### STATED TASK
Gather every line below that contains the string "texture", treating uppercase and lowercase as different.

### EXERCISE INPUTS
========

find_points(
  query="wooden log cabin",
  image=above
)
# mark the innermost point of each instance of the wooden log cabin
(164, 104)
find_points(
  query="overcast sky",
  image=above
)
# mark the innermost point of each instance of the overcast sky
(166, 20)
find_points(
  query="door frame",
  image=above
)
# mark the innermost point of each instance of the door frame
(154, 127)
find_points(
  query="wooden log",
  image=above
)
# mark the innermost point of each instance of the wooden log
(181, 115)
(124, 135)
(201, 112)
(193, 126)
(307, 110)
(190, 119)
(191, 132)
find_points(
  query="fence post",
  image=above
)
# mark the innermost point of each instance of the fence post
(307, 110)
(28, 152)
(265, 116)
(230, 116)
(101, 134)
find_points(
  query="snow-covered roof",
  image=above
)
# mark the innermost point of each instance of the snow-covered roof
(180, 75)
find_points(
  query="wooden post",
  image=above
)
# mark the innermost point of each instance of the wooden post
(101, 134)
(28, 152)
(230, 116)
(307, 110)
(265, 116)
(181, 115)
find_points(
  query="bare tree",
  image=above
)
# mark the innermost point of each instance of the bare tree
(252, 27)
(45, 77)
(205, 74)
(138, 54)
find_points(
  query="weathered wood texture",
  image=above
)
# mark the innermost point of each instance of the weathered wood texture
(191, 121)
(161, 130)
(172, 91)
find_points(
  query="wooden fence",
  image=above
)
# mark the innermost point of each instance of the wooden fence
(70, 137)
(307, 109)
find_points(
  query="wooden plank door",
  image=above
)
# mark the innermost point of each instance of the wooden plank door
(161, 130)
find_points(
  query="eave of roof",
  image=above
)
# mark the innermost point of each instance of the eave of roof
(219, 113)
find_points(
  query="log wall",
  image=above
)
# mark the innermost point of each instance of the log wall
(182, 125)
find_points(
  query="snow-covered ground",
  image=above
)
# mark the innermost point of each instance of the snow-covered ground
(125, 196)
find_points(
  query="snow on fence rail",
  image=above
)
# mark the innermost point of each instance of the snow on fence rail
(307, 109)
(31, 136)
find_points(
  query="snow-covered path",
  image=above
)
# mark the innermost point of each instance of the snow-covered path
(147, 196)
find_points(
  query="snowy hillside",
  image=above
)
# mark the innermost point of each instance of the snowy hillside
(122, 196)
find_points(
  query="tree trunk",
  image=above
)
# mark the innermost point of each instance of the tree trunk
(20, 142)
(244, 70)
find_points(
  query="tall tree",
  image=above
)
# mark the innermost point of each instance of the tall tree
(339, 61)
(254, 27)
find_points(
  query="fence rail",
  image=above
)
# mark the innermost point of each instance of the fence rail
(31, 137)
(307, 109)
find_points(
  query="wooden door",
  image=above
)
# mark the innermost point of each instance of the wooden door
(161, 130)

========

### TASK ANSWER
  query="weathered wood texture",
# mark the innermost point of each instance of the weathered wood texture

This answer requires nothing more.